C - Get random words from text a file - c

I have a text file which contains a list of words in a precise order.
I'm trying to create a function that return an array of words from this file. I managed to retrieve words in the same order as the file like this:
char *readDict(char *fileName) {
int i;
char * lines[100];
FILE *pf = fopen ("francais.txt", "r");
if (pf == NULL) {
printf("Unable to open the file");
} else {
for (i = 0; i < 100; i++) {
lines[i] = malloc(128);
fscanf(pf, "%s", lines[i]);
printf("%d: %s\n", i, lines[i]);
}
fclose(pf);
return *lines;
}
return "NULL";
}
My question is: How can I return an array with random words from the text file; Not as the file words order?
The file looks like this:
exemple1
exemple2
exemple3
exemple4

Reservoir sampling allows you to select a random number of elements from a stream of indeterminate size. Something like this could work (although untested):
char **reservoir_sample(const char *filename, int count) {
FILE *file;
char **lines;
char buf[LINE_MAX];
int i, n;
file = fopen(filename, "r");
lines = calloc(count, sizeof(char *));
for (n = 1; fgets(buf, LINE_MAX, file); n++) {
if (n <= count) {
lines[n - 1] = strdup(buf);
} else {
i = random() % n;
if (i < count) {
free(lines[i]);
lines[i] = strdup(buf);
}
}
}
fclose(file);
return lines;
}
This is "Algorithm R":
Read the first count lines into the sample array.
For each subsequent line, replace a random element of the sample array with probability count / n, where n is the line number.
At the end, the sample contains a set of random lines. (The order is not uniformly random, but you can fix that with a shuffle.)

* [Stated task 1]: In the thread on picking random words from a file, which technique does the reply say can select a random number of elements from a stream of indeterminate size?

* [Task material]:
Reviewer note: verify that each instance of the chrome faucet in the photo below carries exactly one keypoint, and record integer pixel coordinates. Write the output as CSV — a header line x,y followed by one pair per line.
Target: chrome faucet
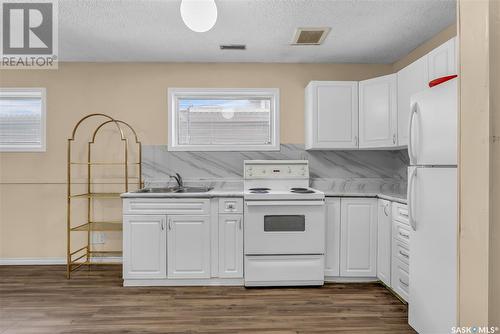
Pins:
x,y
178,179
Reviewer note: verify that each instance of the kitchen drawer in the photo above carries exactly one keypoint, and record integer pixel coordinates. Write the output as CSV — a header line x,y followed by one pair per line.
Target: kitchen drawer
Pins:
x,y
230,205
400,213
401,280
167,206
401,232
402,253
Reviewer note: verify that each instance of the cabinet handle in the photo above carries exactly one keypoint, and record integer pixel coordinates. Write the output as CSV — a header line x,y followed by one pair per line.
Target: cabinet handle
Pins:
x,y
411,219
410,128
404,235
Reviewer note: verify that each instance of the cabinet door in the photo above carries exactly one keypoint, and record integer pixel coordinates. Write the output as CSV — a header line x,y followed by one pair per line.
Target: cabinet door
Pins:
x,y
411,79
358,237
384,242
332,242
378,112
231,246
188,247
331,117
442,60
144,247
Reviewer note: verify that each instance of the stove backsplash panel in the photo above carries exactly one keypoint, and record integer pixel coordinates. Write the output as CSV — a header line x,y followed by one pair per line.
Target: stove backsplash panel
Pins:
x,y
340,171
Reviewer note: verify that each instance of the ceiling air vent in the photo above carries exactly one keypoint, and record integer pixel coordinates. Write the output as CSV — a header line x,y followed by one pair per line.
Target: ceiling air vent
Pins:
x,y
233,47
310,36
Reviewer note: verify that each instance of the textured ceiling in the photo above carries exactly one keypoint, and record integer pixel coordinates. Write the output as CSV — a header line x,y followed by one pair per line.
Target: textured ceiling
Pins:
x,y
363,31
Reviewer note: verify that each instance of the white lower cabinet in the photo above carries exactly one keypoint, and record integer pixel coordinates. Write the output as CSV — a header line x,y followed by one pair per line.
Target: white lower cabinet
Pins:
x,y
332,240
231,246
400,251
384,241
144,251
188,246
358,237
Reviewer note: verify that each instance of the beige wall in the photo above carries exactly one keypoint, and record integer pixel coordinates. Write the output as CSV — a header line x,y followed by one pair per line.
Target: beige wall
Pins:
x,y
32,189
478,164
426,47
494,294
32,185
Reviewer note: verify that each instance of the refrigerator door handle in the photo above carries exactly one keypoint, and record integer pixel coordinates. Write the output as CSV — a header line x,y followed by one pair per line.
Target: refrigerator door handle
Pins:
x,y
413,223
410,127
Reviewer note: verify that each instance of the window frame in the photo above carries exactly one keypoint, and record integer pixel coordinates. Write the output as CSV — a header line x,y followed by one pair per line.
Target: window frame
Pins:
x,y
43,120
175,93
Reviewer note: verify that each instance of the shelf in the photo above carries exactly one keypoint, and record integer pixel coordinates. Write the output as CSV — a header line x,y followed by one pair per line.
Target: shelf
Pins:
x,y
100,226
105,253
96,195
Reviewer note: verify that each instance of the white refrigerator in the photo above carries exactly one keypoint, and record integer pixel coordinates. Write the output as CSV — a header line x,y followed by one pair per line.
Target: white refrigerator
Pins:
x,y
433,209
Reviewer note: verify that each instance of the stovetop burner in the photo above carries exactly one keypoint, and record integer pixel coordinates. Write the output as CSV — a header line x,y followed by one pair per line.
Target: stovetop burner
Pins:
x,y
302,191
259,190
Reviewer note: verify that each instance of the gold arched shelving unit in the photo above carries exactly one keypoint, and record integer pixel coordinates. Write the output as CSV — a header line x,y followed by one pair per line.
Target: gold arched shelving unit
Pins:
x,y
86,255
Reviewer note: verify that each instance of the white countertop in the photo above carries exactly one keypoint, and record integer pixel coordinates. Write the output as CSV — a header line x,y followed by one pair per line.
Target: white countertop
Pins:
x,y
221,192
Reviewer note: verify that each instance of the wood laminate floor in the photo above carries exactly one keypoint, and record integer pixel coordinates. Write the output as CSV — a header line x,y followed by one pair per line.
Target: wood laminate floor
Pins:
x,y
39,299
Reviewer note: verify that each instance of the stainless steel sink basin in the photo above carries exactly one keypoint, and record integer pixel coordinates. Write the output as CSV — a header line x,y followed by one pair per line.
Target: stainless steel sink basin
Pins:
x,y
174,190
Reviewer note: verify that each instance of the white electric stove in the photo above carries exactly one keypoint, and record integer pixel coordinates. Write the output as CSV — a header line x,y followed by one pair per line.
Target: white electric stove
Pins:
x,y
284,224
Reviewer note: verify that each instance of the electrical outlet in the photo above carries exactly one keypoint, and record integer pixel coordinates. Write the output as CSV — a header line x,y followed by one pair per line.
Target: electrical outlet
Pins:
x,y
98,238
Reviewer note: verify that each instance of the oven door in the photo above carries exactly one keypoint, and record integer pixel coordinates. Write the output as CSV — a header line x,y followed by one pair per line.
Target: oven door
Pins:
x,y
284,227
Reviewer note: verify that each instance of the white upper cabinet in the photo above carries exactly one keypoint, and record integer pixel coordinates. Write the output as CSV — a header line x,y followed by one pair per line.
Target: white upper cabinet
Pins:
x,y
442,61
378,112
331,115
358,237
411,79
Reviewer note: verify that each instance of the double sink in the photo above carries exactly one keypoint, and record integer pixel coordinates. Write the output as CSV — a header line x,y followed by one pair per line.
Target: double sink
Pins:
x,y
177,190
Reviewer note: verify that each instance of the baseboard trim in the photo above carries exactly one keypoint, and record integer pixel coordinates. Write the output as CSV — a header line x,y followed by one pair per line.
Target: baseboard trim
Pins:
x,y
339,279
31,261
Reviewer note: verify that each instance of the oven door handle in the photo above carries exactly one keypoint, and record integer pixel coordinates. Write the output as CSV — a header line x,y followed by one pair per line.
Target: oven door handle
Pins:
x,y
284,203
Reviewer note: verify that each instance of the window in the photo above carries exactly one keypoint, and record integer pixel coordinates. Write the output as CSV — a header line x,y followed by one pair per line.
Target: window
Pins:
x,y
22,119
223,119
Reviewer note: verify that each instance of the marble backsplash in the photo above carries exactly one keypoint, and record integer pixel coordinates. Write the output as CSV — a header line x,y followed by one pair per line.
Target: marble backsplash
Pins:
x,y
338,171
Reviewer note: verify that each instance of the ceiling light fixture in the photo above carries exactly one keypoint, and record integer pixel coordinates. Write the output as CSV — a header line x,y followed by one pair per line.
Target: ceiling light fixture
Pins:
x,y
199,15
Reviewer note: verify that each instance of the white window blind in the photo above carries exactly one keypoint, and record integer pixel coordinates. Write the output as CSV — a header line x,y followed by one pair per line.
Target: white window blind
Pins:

* [Stated task 2]: Extract every line of the rows that contains the word "light". Case counts when matching.

* [Exercise answer 1]: Reservoir sampling

* [Exercise answer 2]:
Reviewer note: verify that each instance of the ceiling light fixture in the photo above carries exactly one keypoint, and record integer pixel coordinates. Write the output as CSV — a header line x,y followed by one pair per line.
Target: ceiling light fixture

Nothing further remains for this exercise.